───── EXERCISE INPUT

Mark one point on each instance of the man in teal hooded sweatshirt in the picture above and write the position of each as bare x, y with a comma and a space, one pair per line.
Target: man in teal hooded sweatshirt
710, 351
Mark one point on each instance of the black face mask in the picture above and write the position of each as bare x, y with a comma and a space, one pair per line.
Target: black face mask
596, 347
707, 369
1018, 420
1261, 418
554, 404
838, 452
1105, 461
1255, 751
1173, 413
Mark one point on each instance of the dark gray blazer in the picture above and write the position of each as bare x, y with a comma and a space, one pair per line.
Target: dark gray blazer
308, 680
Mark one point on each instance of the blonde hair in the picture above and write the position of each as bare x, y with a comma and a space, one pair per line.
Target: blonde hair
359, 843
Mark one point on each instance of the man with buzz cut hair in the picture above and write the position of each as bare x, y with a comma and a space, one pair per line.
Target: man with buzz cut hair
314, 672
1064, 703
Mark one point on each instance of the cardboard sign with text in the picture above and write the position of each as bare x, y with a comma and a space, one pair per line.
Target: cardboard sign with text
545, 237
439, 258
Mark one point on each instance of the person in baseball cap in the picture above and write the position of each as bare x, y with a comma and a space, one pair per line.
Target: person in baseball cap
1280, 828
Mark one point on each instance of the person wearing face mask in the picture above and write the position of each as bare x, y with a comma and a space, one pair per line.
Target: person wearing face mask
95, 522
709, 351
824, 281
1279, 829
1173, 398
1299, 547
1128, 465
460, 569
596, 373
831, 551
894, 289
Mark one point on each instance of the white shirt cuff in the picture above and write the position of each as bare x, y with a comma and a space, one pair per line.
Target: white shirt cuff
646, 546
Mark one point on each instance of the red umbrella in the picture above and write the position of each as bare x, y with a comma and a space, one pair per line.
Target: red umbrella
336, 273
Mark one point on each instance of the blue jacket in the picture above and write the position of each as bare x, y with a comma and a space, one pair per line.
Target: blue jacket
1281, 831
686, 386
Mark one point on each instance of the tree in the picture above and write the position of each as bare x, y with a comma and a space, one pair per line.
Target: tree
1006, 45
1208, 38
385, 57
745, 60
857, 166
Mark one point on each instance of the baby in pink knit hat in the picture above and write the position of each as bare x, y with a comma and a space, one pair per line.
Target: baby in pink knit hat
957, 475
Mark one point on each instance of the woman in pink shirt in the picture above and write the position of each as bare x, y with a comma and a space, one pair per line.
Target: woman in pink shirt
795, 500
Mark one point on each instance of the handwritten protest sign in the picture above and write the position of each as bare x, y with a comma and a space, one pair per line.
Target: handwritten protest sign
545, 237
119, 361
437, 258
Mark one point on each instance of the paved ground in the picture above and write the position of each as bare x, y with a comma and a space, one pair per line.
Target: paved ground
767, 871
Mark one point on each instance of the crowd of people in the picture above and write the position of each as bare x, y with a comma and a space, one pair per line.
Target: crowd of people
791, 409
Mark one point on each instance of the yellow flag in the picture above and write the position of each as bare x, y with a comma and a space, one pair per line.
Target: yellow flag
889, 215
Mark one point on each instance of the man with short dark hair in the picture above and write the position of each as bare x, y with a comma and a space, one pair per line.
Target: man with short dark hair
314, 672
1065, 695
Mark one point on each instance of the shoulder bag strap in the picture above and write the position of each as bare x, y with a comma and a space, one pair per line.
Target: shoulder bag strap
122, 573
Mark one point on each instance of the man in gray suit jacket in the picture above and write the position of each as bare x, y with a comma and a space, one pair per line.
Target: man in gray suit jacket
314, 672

──────────

Retype every line of the records above without any change.

▶ **SOLUTION TO THIS EXERCISE**:
Mark one point on each instance of the man in teal hooded sweatshirt in the picture above and write the position of each as bare x, y with a comma and a space, one pair per line.
Target: man in teal hooded sweatshirt
710, 351
Mark one point on each instance of the black face mask in the picture above and write the position of each as bare x, y with a comma and a space, one pair per line.
Target: black face mask
596, 347
707, 369
1018, 420
1261, 418
554, 404
838, 452
1105, 461
1255, 751
1173, 413
Mark one point on each instance of the dark gray blazer in the picture above and write the position of each as bare x, y with a comma and a space, one pair per line.
Target: dark gray blazer
308, 680
Mark one point on each instance of the blonde hair in the picture above and write the position of each as bare x, y with a comma and a space, one pair per line.
Target: blonde hair
359, 843
Mark one point on each instance of the man with buzz cut hair in the picture above and write the position of each as bare x, y with a comma and a space, one pair per line.
Target: man with buzz cut hair
314, 672
1064, 703
Mark one point on each instance of the cardboard sign with text in the picture above and write the position of each as bare x, y with a comma and a space, one pair per line.
Target: cardboard sign with text
545, 237
439, 258
Mark one point on each instance of the person in baseball cap in the picture above and write the position of each as bare x, y with a comma and a space, one pair per line.
Target: person in baseball cap
1280, 828
Mark one point on each instance of the person wearing face mask in the picture above and write the position of each as bare x, y with a comma and a space, one pair per line.
Target: person wearing face mask
95, 522
709, 351
824, 281
1279, 829
1173, 398
1299, 547
1128, 465
460, 569
596, 373
831, 551
894, 289
Mark one point on each instance of the white shirt cuff in the picture above and write the position of each as bare x, y with a comma and a space, one pair per line.
Target: white shirt cuff
646, 546
Mark one point on each instance of the red umbrella in the picture above and write the position of each as bare x, y with a comma and a space, one pair per line.
Target: red umbrella
336, 273
Mark one point on each instance of the blue jacket in the picture above and write the position of each as bare x, y with a comma and a space, one pair per line.
Target: blue jacket
1281, 831
686, 386
Mark one point on each instance of the tree in the picture above and write the position of each as bare x, y with a comma and a space, one pair per line.
Target: tree
1006, 45
1208, 38
385, 57
745, 60
857, 166
Mark one point on each instance of the baby in pink knit hat in the picture above and write the position of each as bare x, y with a comma and a space, one pair per line.
Target: baby in pink knit hat
957, 475
Mark one point on each instance of the woman in pink shirt in the picture above and write the position of each as bare x, y with a comma and a space, one pair per line.
Target: woman in pink shirt
795, 500
Mark one point on each instance of the handwritten protest sign in the picture above and write the position of each as bare x, y with a comma and a space, one pair per line.
Target: handwritten protest sign
545, 237
119, 361
437, 258
Mark one point on each instance of the paved ground in the picture above and write the position of each as bare x, y with a comma and a space, one pair per line.
Target: paved ground
767, 871
Mark one point on each instance of the crowd of people in the picture above and write the position of each as bare x, y with a comma and a space, one pair per line.
Target: crowd of people
791, 409
Mark one point on each instance of the yellow flag in the picture above and write the position of each as bare x, y with a comma and a space, one pair per line.
Target: yellow flag
889, 215
Mark one point on each instance of the man with short dark hair in the picture above and write the position of each as bare x, y with a comma and a space, one pair per line.
Target: man with short dark hair
314, 672
1065, 695
Mark one point on each instance of the shoulder bag strap in the picture above and write the position of each as bare x, y with a comma and a space, one pair per line.
Target: shoulder bag strap
122, 573
Mark one point on each instance of the man in gray suit jacket in the picture above and write the position of each as bare x, y with a comma and a space, one pair per line.
Target: man in gray suit jacket
314, 672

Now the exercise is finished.